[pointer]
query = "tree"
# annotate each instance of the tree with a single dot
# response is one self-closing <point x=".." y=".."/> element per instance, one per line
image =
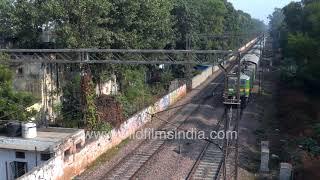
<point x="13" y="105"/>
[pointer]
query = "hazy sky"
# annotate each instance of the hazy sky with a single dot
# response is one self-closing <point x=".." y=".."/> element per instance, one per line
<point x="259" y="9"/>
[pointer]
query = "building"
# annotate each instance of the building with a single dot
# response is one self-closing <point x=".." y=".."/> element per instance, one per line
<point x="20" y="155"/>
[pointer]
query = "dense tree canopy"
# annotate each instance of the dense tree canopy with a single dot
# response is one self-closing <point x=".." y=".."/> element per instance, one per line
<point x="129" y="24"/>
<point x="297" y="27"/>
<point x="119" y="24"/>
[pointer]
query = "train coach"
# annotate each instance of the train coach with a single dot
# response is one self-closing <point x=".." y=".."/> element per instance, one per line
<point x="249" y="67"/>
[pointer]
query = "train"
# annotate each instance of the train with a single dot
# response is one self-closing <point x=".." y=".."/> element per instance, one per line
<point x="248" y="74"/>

···

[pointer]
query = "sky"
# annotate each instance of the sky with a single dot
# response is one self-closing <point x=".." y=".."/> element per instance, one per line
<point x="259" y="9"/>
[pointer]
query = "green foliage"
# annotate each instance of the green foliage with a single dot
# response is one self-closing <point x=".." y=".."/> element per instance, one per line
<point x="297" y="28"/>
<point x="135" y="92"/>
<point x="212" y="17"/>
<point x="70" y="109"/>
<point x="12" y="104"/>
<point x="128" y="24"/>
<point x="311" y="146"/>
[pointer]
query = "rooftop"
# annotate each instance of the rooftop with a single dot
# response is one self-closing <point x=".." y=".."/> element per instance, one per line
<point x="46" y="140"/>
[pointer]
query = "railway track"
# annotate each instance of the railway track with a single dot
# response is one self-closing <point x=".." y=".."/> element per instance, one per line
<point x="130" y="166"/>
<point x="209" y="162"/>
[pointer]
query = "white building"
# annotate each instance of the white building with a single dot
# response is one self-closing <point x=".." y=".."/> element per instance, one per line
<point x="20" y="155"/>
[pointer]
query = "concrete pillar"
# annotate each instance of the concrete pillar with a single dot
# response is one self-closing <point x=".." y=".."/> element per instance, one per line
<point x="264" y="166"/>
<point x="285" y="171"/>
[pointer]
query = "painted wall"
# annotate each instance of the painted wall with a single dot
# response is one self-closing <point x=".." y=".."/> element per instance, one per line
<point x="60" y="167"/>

···

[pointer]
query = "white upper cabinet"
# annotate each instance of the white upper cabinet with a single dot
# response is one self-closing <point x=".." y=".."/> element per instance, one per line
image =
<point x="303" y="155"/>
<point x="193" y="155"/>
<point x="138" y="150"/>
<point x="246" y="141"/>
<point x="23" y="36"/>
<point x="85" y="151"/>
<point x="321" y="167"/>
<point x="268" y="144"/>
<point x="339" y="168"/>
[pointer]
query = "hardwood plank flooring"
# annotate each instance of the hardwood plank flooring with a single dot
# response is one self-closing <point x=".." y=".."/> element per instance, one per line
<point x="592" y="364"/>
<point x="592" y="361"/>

···

- WRITTEN REQUEST -
Tally the lines in the records above that contain the word "dense", and reply with that number alone.

- ANSWER TO THIS PROBLEM -
2